(Object point labels)

— START —

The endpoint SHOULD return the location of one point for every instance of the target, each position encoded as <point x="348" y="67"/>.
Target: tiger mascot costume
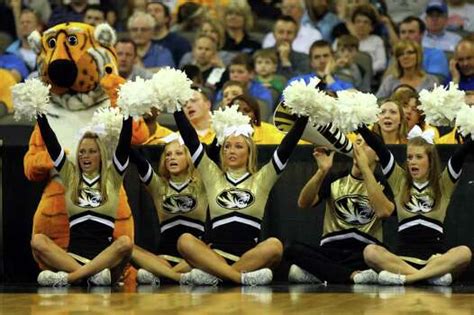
<point x="80" y="64"/>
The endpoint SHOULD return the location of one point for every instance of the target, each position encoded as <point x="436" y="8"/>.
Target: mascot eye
<point x="72" y="40"/>
<point x="52" y="42"/>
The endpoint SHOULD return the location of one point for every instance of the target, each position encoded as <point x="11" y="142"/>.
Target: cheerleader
<point x="237" y="195"/>
<point x="422" y="194"/>
<point x="92" y="197"/>
<point x="356" y="202"/>
<point x="181" y="203"/>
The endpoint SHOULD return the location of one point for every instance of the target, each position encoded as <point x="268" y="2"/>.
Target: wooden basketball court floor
<point x="275" y="299"/>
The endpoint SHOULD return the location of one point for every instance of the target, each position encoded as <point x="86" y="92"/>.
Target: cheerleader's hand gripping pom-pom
<point x="30" y="99"/>
<point x="135" y="97"/>
<point x="230" y="121"/>
<point x="307" y="100"/>
<point x="172" y="89"/>
<point x="441" y="105"/>
<point x="465" y="121"/>
<point x="354" y="109"/>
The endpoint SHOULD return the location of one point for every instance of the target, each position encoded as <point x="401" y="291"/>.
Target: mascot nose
<point x="62" y="72"/>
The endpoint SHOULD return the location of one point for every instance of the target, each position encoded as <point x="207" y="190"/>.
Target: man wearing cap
<point x="436" y="35"/>
<point x="462" y="65"/>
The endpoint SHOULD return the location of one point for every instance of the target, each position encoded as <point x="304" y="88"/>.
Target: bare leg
<point x="116" y="255"/>
<point x="266" y="254"/>
<point x="47" y="253"/>
<point x="199" y="255"/>
<point x="453" y="261"/>
<point x="182" y="267"/>
<point x="154" y="264"/>
<point x="378" y="258"/>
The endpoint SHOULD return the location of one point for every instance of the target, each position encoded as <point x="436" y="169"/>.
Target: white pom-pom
<point x="465" y="120"/>
<point x="307" y="100"/>
<point x="355" y="108"/>
<point x="30" y="99"/>
<point x="172" y="89"/>
<point x="229" y="121"/>
<point x="440" y="106"/>
<point x="135" y="98"/>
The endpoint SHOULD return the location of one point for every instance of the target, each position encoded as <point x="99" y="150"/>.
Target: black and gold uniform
<point x="350" y="224"/>
<point x="421" y="217"/>
<point x="92" y="218"/>
<point x="181" y="204"/>
<point x="237" y="200"/>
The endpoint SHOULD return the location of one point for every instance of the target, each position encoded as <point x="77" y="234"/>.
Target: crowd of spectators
<point x="258" y="47"/>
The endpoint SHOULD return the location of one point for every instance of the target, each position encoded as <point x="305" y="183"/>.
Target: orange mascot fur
<point x="80" y="64"/>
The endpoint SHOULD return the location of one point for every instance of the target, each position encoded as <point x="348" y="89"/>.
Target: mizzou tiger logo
<point x="355" y="210"/>
<point x="179" y="204"/>
<point x="73" y="58"/>
<point x="420" y="203"/>
<point x="235" y="199"/>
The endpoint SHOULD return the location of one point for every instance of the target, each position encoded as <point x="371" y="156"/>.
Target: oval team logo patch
<point x="235" y="199"/>
<point x="179" y="204"/>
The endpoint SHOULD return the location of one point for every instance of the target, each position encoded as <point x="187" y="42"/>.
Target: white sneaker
<point x="258" y="277"/>
<point x="390" y="278"/>
<point x="299" y="275"/>
<point x="444" y="280"/>
<point x="368" y="276"/>
<point x="48" y="278"/>
<point x="199" y="277"/>
<point x="101" y="278"/>
<point x="146" y="277"/>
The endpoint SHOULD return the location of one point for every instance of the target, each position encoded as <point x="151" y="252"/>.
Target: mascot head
<point x="74" y="57"/>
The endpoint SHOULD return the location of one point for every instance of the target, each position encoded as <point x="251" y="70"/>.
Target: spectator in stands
<point x="290" y="62"/>
<point x="73" y="12"/>
<point x="263" y="132"/>
<point x="198" y="112"/>
<point x="436" y="21"/>
<point x="434" y="59"/>
<point x="392" y="124"/>
<point x="364" y="19"/>
<point x="266" y="62"/>
<point x="408" y="98"/>
<point x="177" y="44"/>
<point x="204" y="56"/>
<point x="322" y="63"/>
<point x="28" y="22"/>
<point x="400" y="9"/>
<point x="127" y="60"/>
<point x="306" y="34"/>
<point x="408" y="70"/>
<point x="153" y="55"/>
<point x="238" y="22"/>
<point x="462" y="65"/>
<point x="345" y="66"/>
<point x="241" y="69"/>
<point x="156" y="132"/>
<point x="461" y="16"/>
<point x="319" y="16"/>
<point x="94" y="15"/>
<point x="230" y="90"/>
<point x="214" y="29"/>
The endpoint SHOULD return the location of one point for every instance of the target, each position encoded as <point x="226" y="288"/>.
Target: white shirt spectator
<point x="447" y="41"/>
<point x="400" y="9"/>
<point x="303" y="41"/>
<point x="374" y="46"/>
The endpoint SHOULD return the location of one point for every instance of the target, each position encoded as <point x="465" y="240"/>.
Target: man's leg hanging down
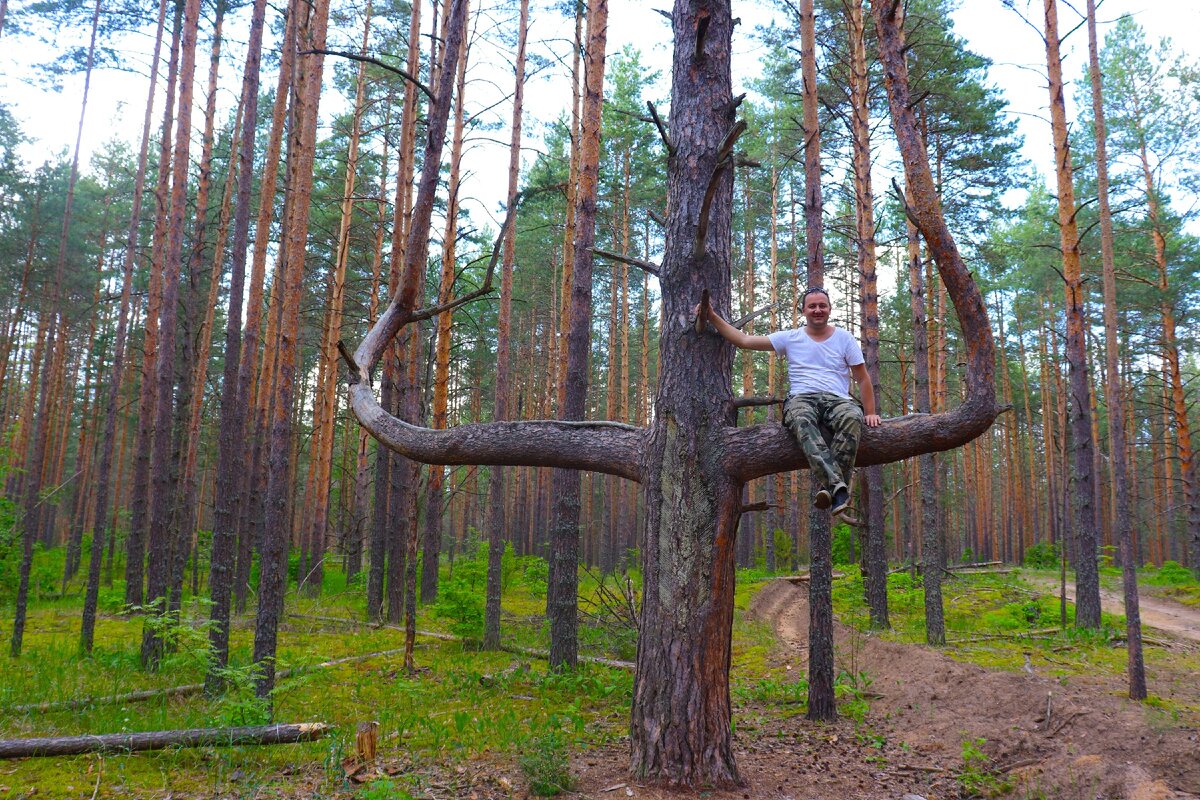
<point x="845" y="419"/>
<point x="802" y="416"/>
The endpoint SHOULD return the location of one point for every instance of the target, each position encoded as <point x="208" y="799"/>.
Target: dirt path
<point x="1156" y="612"/>
<point x="1074" y="740"/>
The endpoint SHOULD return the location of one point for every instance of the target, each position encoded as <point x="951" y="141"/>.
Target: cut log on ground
<point x="129" y="743"/>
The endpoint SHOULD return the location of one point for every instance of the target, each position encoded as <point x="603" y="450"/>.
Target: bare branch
<point x="756" y="401"/>
<point x="649" y="266"/>
<point x="611" y="447"/>
<point x="661" y="127"/>
<point x="742" y="322"/>
<point x="382" y="65"/>
<point x="724" y="157"/>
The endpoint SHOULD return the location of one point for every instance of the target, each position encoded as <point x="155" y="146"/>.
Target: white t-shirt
<point x="817" y="366"/>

— END —

WHAT TO PRODUCE:
All the lines above are to be given again exactly as they read, with the pictures removed.

ANSWER TO THE PROBLEM:
The endpoint SHOULD return the location of one point for every instance of the target, each position encoded as <point x="348" y="67"/>.
Target: tiger mascot costume
<point x="80" y="64"/>
The endpoint SHOULD return the location of one point for every instance of the target, each position encoded as <point x="436" y="8"/>.
Target: mascot eye
<point x="72" y="40"/>
<point x="52" y="42"/>
The endpoint SHOULD return the location of one point for every instance of the target, each position encoded as <point x="11" y="142"/>.
Target: cheerleader
<point x="237" y="195"/>
<point x="422" y="194"/>
<point x="92" y="197"/>
<point x="356" y="202"/>
<point x="181" y="203"/>
The endpoint SHOULD return the location of one point for every instance of the target, each position encoded as <point x="268" y="2"/>.
Target: wooden basketball court floor
<point x="275" y="299"/>
The endpoint SHOULD return the location of one point for every instance of the target, each position encoded as <point x="86" y="92"/>.
Target: cheerleader's hand gripping pom-pom
<point x="30" y="99"/>
<point x="135" y="97"/>
<point x="230" y="121"/>
<point x="307" y="100"/>
<point x="172" y="89"/>
<point x="441" y="105"/>
<point x="465" y="121"/>
<point x="354" y="109"/>
The endpoint SHOULD return the location of one point for every instance of the target, each position encoded as <point x="401" y="291"/>.
Target: mascot nose
<point x="62" y="72"/>
The endpoint SHOULD return the location of one point for every instance of the target, each position encoded as <point x="207" y="190"/>.
Target: man wearing cap
<point x="436" y="35"/>
<point x="462" y="65"/>
The endpoint SHOULD return the location of one point for every instance of the target, each position encoded as <point x="304" y="88"/>.
Target: bare leg
<point x="116" y="255"/>
<point x="266" y="254"/>
<point x="47" y="253"/>
<point x="199" y="255"/>
<point x="453" y="261"/>
<point x="182" y="267"/>
<point x="154" y="264"/>
<point x="378" y="258"/>
The endpoint SHOULD return the location of one point for every instance of the target, each position encoded as <point x="436" y="169"/>.
Target: white pom-pom
<point x="465" y="120"/>
<point x="307" y="100"/>
<point x="355" y="108"/>
<point x="30" y="99"/>
<point x="172" y="89"/>
<point x="229" y="121"/>
<point x="440" y="106"/>
<point x="135" y="98"/>
The endpoint SHOULD return the location of one point for every instance of the target, each position encoded as <point x="99" y="150"/>.
Target: black and gold uniform
<point x="350" y="224"/>
<point x="421" y="217"/>
<point x="92" y="218"/>
<point x="181" y="204"/>
<point x="237" y="200"/>
The endpoint SHOULD return the location of one point for every instance of the target, each position encoded as <point x="77" y="234"/>.
Target: crowd of spectators
<point x="258" y="47"/>
The endpoint SHOULD return the location of one point for every instance of the target, each position encoded as <point x="305" y="183"/>.
Target: orange mascot fur
<point x="80" y="64"/>
The endpoint SHOULD return the location of one point for every instance of the target, each position encoded as <point x="348" y="89"/>.
Target: mizzou tiger logo
<point x="355" y="210"/>
<point x="179" y="204"/>
<point x="73" y="58"/>
<point x="420" y="203"/>
<point x="235" y="199"/>
The endpoint SHOULD return the location of one point for every instance of the target, each position encoded as <point x="371" y="156"/>.
Target: oval team logo patch
<point x="235" y="199"/>
<point x="179" y="204"/>
The endpoint SHOULD return the location of one point for every instance of the target, each position encoded as <point x="187" y="42"/>.
Target: white sneaker
<point x="258" y="277"/>
<point x="390" y="278"/>
<point x="299" y="275"/>
<point x="444" y="280"/>
<point x="368" y="276"/>
<point x="48" y="278"/>
<point x="199" y="277"/>
<point x="101" y="278"/>
<point x="146" y="277"/>
The endpoint SHOULD return the location of one point for every instance of the target, each position encoded as <point x="151" y="252"/>.
Target: mascot head
<point x="74" y="57"/>
The endpoint SHOULD return the location of one point for every instance of the target, each position encoded as <point x="251" y="70"/>.
Target: spectator in stands
<point x="290" y="62"/>
<point x="73" y="12"/>
<point x="263" y="132"/>
<point x="198" y="112"/>
<point x="436" y="21"/>
<point x="434" y="59"/>
<point x="392" y="124"/>
<point x="364" y="19"/>
<point x="266" y="62"/>
<point x="408" y="98"/>
<point x="177" y="44"/>
<point x="204" y="56"/>
<point x="322" y="63"/>
<point x="28" y="22"/>
<point x="400" y="9"/>
<point x="127" y="60"/>
<point x="306" y="34"/>
<point x="408" y="70"/>
<point x="153" y="55"/>
<point x="238" y="22"/>
<point x="462" y="65"/>
<point x="345" y="66"/>
<point x="241" y="69"/>
<point x="156" y="132"/>
<point x="461" y="16"/>
<point x="319" y="16"/>
<point x="94" y="15"/>
<point x="230" y="90"/>
<point x="214" y="29"/>
The endpoint SHOULD return the location of one point for every instance of the target, each position encoded as <point x="226" y="288"/>.
Target: white shirt spectator
<point x="447" y="41"/>
<point x="400" y="9"/>
<point x="303" y="41"/>
<point x="374" y="46"/>
The endpoint SHOULD return the location of one point for every instance of the target, each position encoded as <point x="465" y="240"/>.
Target: man's leg hanging down
<point x="845" y="419"/>
<point x="802" y="416"/>
The endpoint SHOULD return the location of one point for every instance of the target, each position encoded as <point x="208" y="799"/>.
Target: dirt path
<point x="1156" y="612"/>
<point x="1074" y="740"/>
The endpoint SHOULD return the location of one point for every instance of the target, each position encoded as <point x="951" y="141"/>.
Target: cut log on ground
<point x="129" y="743"/>
The endpoint SHOULD return the location of one point for every instance of the target, each position encoded as <point x="603" y="450"/>.
Target: bare branch
<point x="756" y="401"/>
<point x="649" y="266"/>
<point x="611" y="447"/>
<point x="661" y="127"/>
<point x="742" y="322"/>
<point x="382" y="65"/>
<point x="724" y="157"/>
The endpoint SHOULD return the location of one point for every instance of the target, each position encoded as <point x="155" y="146"/>.
Target: white t-shirt
<point x="817" y="366"/>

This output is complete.